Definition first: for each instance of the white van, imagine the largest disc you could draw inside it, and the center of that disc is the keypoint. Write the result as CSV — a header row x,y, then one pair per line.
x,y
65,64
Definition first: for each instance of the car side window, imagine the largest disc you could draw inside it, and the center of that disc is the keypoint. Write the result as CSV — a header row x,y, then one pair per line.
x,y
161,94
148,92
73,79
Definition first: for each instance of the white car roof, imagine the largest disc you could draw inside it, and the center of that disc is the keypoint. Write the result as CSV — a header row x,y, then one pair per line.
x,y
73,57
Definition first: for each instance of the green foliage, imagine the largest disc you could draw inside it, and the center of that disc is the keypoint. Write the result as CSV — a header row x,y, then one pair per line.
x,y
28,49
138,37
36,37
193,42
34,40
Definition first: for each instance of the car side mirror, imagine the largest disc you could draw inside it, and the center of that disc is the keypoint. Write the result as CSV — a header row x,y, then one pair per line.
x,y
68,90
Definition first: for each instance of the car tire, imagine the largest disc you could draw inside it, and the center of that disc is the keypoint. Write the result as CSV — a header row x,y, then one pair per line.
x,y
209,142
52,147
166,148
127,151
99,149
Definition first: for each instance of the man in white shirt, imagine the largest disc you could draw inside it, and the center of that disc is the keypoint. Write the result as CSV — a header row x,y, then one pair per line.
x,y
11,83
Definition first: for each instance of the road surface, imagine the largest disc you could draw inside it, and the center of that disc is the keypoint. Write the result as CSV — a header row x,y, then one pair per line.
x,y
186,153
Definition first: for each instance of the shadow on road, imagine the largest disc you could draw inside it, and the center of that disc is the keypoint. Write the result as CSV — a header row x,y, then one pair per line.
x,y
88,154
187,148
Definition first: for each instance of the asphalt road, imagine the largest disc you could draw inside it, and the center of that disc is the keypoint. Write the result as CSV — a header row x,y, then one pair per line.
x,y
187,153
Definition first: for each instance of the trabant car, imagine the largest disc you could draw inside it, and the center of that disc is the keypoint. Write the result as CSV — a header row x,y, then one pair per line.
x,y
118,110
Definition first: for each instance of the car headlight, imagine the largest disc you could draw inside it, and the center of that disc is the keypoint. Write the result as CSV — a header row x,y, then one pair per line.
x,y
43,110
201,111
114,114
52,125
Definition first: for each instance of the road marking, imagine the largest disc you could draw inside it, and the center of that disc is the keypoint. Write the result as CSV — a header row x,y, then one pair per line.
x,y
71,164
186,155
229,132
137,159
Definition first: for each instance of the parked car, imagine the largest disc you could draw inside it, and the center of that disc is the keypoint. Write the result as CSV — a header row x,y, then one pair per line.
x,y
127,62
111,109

— What to work on —
Copy each line above exactly as it stands.

— Answer below —
Definition first: for each instance of the white van, imagine the largest disc you could draw inside it, and the center of that disc is the keypoint. Write the result as CSV — a header row x,y, then one pair per line.
x,y
65,64
Definition first: for each instance of the car side window, imagine the largest disc you could draw inside it, and the center of that disc is the keypoint. Write the result as CSV — a header row x,y, then one pair per line.
x,y
161,94
148,92
73,79
Definition first: for each instance of the white car roof, imagine the largest disc you could draw inside it, and the center of that disc is the keypoint. Write the result as CSV — a header row x,y, then one pair per line.
x,y
73,57
Definition first: for each instance of the green foliage, imagine the largest disc you could draw inside it, and the center of that disc is the keypoint. Write the result as CSV — a header row x,y, then one pair per line.
x,y
28,49
138,37
36,37
193,42
34,40
Definition first: for each instance of the car side mirror, imagine the largest disc you could draw inside it, and the center of that disc is the keypoint. Write the result as CSV — a header row x,y, then one pair per line.
x,y
68,90
Definition first: for each instance of the car tire, imagine the largest disc you could draw inside it, and the center of that disc is the keypoint. Write the result as CSV — a header row x,y, then one pair per line.
x,y
209,142
52,147
166,148
127,151
99,149
Definition first: for each instance of the man in white shirt, imagine the largest disc you could draw inside it, and the center of that disc is the keypoint. Write the result as CSV — a header row x,y, then one pair per line.
x,y
11,83
Definition first: for each instance of the road surface, imagine the largest disc you could draw inside it, and the center of that disc is the keypoint. Write the result as CSV — a header row x,y, then one pair per line.
x,y
186,153
Definition first: for each instance of the shadow on road, imagine the largest disc you could draw inside it, and the center of that disc is the keypoint. Write the result as CSV — a header row x,y, then one pair per line.
x,y
88,154
187,148
Definition first: for each instance of the asphalt road, imagine the largest disc you could draw inside it, and the center of that disc is the keypoint. Write the result as CSV — a header row x,y, then one pair per line.
x,y
187,153
Definition first: for each instance of the trabant car, imagine the largest disc you could draw inside it, and the center of that disc is the keypoint. Write the result as CSV — a header row x,y, then one pair per line.
x,y
118,110
Definition first: for each instance of the car headlight, imagine the largest disc you could draw inside it, and the center of that disc is the keypoint. Write the result as CSV — a header row x,y, then one pair per line.
x,y
43,110
201,111
114,114
52,125
Definition first: for each instance of the road marking, imagine the largest disc you could draw inside it, and the center of that disc is the keypoint. Write the result as CSV — a header row x,y, then one pair per line.
x,y
71,164
186,155
229,132
137,159
Definition first: for each instance of the parked car, imagine the largest disc you could draw inside it, and the center of that disc is the keypoint. Write the result as CSV — a header row x,y, then one pair per line.
x,y
127,62
111,109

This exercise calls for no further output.